__STATED PROBLEM__
Turn the listing below into a numbered list with one line per item, leaving out the blank lines.

__DATA EXTRACT__
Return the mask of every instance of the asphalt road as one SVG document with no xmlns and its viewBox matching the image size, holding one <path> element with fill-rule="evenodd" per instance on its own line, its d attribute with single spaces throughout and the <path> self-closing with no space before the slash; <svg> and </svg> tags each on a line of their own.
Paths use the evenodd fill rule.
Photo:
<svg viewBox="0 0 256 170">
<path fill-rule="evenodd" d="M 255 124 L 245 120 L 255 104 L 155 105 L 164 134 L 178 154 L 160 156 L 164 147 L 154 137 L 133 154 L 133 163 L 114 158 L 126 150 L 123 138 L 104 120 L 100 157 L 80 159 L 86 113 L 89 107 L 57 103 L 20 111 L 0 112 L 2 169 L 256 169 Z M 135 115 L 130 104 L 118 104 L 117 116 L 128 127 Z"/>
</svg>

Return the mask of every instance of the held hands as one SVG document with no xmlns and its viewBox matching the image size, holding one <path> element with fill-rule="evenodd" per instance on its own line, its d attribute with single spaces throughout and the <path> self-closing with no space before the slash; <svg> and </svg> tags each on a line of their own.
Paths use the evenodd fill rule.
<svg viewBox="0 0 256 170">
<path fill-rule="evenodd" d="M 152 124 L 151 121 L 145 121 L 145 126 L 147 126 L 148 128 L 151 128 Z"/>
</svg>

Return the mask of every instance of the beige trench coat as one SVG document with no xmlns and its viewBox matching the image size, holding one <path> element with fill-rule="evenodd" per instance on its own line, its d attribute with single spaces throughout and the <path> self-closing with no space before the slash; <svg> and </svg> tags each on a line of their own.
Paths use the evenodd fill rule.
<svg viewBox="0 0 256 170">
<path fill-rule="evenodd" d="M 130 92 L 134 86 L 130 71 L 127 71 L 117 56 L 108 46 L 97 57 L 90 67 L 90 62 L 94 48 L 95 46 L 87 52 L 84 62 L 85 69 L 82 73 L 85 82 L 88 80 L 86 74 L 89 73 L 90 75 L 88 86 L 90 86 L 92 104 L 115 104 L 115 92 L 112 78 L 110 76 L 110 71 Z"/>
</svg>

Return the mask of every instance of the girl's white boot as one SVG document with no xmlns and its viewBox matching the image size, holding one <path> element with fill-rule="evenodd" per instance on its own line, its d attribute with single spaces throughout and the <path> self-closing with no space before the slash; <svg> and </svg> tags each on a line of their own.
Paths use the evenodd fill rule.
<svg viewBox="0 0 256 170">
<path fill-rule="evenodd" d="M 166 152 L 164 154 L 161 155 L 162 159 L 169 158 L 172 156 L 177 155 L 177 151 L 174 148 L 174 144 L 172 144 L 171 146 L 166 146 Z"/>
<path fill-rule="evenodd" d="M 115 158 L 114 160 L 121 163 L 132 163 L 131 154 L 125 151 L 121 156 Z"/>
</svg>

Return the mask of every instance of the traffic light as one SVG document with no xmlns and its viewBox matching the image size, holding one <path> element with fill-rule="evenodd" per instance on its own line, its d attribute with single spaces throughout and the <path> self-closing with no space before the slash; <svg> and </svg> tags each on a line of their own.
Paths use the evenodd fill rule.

__WRITTEN SOLUTION__
1. Return the mask of every instance of the asphalt road as one SVG document with no xmlns and its viewBox matching the image size, holding one <path> element with fill-rule="evenodd" per instance on its own line, its d attribute with single spaces throughout and the <path> self-closing with no space before the slash; <svg> and </svg> tags each on a line of their own.
2. Paths use the evenodd fill rule.
3. Photo:
4. <svg viewBox="0 0 256 170">
5. <path fill-rule="evenodd" d="M 255 124 L 245 120 L 255 104 L 155 105 L 164 134 L 178 154 L 160 156 L 164 147 L 154 137 L 133 154 L 133 163 L 114 158 L 126 150 L 123 138 L 104 120 L 100 157 L 80 159 L 86 113 L 89 107 L 57 103 L 20 111 L 0 112 L 2 169 L 256 169 Z M 135 115 L 130 104 L 118 104 L 117 116 L 128 127 Z"/>
6. </svg>
7. Return the mask of every instance of the held hands as one SVG document with no xmlns and its viewBox matching the image size, holding one <path> element with fill-rule="evenodd" per instance on its own line, its d attribute with single spaces throughout and the <path> self-closing with no space before the slash; <svg> and </svg> tags each on a line of their own.
8. Paths use the evenodd fill rule.
9. <svg viewBox="0 0 256 170">
10. <path fill-rule="evenodd" d="M 152 124 L 151 121 L 145 121 L 145 126 L 147 126 L 148 128 L 151 128 Z"/>
11. </svg>
12. Return the mask of every instance of the beige trench coat as one SVG document with no xmlns and its viewBox matching the image size, holding one <path> element with fill-rule="evenodd" per instance on its own line, its d attribute with single spaces throughout and the <path> self-closing with no space before the slash; <svg> and </svg> tags each on a line of their own.
13. Paths use the evenodd fill rule.
14. <svg viewBox="0 0 256 170">
15. <path fill-rule="evenodd" d="M 130 92 L 134 86 L 130 71 L 127 71 L 117 56 L 108 46 L 97 57 L 90 67 L 90 62 L 94 48 L 95 46 L 87 52 L 84 62 L 85 69 L 82 73 L 85 82 L 88 80 L 86 74 L 89 73 L 90 75 L 88 86 L 90 86 L 92 104 L 115 104 L 115 92 L 112 78 L 110 76 L 110 71 Z"/>
16. </svg>
17. Return the mask of every instance of the girl's white boot as one SVG document with no xmlns and its viewBox matching the image size, holding one <path> element with fill-rule="evenodd" per instance on its own line, its d attribute with single spaces throughout and the <path> self-closing with no space before the slash; <svg> and </svg> tags each on a line of their own.
18. Paths use the evenodd fill rule.
19. <svg viewBox="0 0 256 170">
20. <path fill-rule="evenodd" d="M 166 152 L 164 154 L 161 155 L 162 159 L 169 158 L 172 156 L 177 155 L 177 151 L 174 148 L 174 144 L 172 144 L 171 146 L 166 146 Z"/>
21. <path fill-rule="evenodd" d="M 115 158 L 114 160 L 121 163 L 132 163 L 131 154 L 125 151 L 121 156 Z"/>
22. </svg>
23. Return the mask of every instance of the traffic light as one SVG document with no xmlns and its viewBox matching the image size, holding one <path> element with fill-rule="evenodd" per instance on its own line, its d attribute with single spaces throughout and the <path> self-closing with no space before the slash; <svg> and </svg> tags each on a line of their own.
24. Paths use the evenodd fill rule.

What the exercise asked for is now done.